Start of Block
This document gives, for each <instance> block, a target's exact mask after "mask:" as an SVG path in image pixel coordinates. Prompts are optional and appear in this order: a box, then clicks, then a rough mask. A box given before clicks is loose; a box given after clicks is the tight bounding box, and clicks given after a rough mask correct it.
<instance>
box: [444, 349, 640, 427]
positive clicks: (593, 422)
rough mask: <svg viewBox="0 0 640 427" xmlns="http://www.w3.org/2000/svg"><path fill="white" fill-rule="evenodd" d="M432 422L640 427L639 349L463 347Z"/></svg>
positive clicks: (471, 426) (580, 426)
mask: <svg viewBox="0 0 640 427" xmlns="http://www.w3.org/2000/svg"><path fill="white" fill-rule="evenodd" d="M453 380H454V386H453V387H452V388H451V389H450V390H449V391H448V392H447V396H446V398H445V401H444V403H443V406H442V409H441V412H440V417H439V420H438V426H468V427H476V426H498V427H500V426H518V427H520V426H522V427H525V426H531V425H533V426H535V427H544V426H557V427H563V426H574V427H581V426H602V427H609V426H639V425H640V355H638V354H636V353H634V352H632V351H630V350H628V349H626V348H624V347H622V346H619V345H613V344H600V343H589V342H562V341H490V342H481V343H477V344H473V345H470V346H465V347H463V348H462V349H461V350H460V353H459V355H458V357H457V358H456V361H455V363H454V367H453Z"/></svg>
End of Block
TASK.
Every line above from the line with "positive clicks: (593, 422)" to the line with "rough mask: <svg", both included, must be reproduced exactly, and no other line may appear.

RESULT OF THIS EXERCISE.
positive clicks: (593, 422)
rough mask: <svg viewBox="0 0 640 427" xmlns="http://www.w3.org/2000/svg"><path fill="white" fill-rule="evenodd" d="M432 422L640 427L639 349L463 347Z"/></svg>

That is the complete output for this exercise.